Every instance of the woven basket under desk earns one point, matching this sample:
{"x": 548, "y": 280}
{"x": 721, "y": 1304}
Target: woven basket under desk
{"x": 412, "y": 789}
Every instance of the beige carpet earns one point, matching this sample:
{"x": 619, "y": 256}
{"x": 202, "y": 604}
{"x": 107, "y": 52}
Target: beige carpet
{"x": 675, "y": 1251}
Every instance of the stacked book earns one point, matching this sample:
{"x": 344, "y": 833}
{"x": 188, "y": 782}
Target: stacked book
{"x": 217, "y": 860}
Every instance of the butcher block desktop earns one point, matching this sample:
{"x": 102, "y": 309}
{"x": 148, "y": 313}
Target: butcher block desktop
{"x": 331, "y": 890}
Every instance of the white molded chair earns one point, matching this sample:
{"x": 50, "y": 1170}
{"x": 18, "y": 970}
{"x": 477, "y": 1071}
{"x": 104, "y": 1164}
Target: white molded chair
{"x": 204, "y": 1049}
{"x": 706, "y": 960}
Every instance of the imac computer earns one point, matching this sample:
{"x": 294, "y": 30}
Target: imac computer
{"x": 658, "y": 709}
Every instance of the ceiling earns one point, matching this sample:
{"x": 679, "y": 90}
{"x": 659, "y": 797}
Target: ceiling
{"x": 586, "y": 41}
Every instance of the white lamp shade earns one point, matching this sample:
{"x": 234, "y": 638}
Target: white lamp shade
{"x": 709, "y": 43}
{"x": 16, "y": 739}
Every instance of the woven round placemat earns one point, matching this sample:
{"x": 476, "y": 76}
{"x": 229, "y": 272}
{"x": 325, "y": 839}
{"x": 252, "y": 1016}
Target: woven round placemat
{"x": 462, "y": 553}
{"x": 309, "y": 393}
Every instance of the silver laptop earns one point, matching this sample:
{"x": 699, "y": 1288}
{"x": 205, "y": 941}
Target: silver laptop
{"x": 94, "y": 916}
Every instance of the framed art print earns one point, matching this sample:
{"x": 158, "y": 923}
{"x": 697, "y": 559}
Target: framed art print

Short task: Please reproduce all of the lines above without changing a single character.

Full response:
Every instance of the woven basket under desk earns one point, matching this sample:
{"x": 548, "y": 280}
{"x": 721, "y": 1304}
Target: woven basket under desk
{"x": 412, "y": 789}
Every instance of the beige carpet earns one point, matching this sample:
{"x": 619, "y": 256}
{"x": 202, "y": 604}
{"x": 107, "y": 52}
Target: beige carpet
{"x": 675, "y": 1251}
Every instance of the stacked book earns one point, matching this sample:
{"x": 344, "y": 833}
{"x": 188, "y": 782}
Target: stacked book
{"x": 217, "y": 860}
Every instance of the butcher block desktop earns one point, matching this sample:
{"x": 102, "y": 309}
{"x": 148, "y": 313}
Target: butcher block desktop
{"x": 331, "y": 890}
Every instance of the white molded chair earns one point, matching this sample:
{"x": 50, "y": 1170}
{"x": 18, "y": 970}
{"x": 477, "y": 1071}
{"x": 104, "y": 1164}
Target: white molded chair
{"x": 204, "y": 1049}
{"x": 706, "y": 960}
Every instance of the imac computer earns one point, matching this sample:
{"x": 294, "y": 30}
Target: imac computer
{"x": 658, "y": 709}
Every instance of the ceiling earns one point, matching this sample:
{"x": 679, "y": 90}
{"x": 659, "y": 797}
Target: ceiling
{"x": 586, "y": 41}
Every instance of the white lamp shade earns one point, matching this sample:
{"x": 234, "y": 638}
Target: white lamp shade
{"x": 709, "y": 43}
{"x": 16, "y": 739}
Every instance of the woven round placemat earns one point, matching this sample:
{"x": 476, "y": 76}
{"x": 229, "y": 272}
{"x": 325, "y": 839}
{"x": 252, "y": 1016}
Target: woven round placemat
{"x": 462, "y": 553}
{"x": 309, "y": 393}
Every instance of the silver laptop earns one point, matching this sample:
{"x": 699, "y": 1288}
{"x": 205, "y": 941}
Target: silver laptop
{"x": 94, "y": 916}
Every instance of the framed art print earns one point, matching this sample:
{"x": 158, "y": 923}
{"x": 697, "y": 559}
Target: framed art print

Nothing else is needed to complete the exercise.